__Work item__. All lines from the one containing "Expected: one point per instance of the jacket" through the end of the data below are to be transcribed exactly. Leave out the rest.

__Data under study__.
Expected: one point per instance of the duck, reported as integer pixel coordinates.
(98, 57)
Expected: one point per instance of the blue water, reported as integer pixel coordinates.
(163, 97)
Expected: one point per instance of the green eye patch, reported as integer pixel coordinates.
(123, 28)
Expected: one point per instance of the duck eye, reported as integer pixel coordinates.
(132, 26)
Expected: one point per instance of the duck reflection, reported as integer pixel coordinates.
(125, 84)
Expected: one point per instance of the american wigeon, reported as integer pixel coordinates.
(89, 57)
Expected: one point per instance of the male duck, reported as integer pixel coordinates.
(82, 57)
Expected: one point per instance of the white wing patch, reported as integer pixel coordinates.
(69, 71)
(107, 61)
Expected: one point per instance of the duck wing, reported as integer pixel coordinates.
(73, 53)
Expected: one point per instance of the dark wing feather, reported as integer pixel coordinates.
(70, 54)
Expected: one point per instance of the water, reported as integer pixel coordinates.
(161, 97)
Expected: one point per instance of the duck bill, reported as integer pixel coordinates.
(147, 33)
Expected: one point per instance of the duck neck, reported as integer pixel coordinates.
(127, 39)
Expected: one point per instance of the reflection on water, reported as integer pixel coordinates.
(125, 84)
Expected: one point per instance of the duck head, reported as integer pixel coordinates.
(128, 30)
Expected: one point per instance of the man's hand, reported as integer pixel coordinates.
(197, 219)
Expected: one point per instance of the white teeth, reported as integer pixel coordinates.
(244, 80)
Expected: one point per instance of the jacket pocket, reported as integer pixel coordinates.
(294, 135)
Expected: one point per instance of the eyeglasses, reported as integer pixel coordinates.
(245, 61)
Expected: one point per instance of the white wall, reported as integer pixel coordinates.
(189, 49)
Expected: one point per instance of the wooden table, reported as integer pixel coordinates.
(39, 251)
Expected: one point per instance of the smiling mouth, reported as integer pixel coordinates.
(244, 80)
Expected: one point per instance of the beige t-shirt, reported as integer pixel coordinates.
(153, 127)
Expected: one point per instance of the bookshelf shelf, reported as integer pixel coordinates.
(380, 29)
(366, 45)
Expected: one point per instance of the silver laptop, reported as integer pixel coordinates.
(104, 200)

__Solution to this task__.
Expected: one point per instance of the jacket pocket, reported as integer pixel coordinates.
(294, 135)
Expected: one point per instance of the eyeglasses, reported as integer pixel coordinates.
(245, 61)
Expected: one point per instance of the white wall, reported as integer pixel coordinates.
(189, 49)
Expected: one point per instance of the wooden table, reported as integer pixel coordinates.
(39, 251)
Expected: one point per instance of the smiling mouth, reported as integer pixel coordinates.
(244, 80)
Expected: one point per instance of the beige t-shirt, reported as integer pixel coordinates.
(153, 127)
Expected: one point per instance of the bookshelf shelf, reported as integer pixel coordinates.
(380, 29)
(366, 45)
Expected: one point per instance of the silver laptop, reported as integer pixel coordinates.
(104, 200)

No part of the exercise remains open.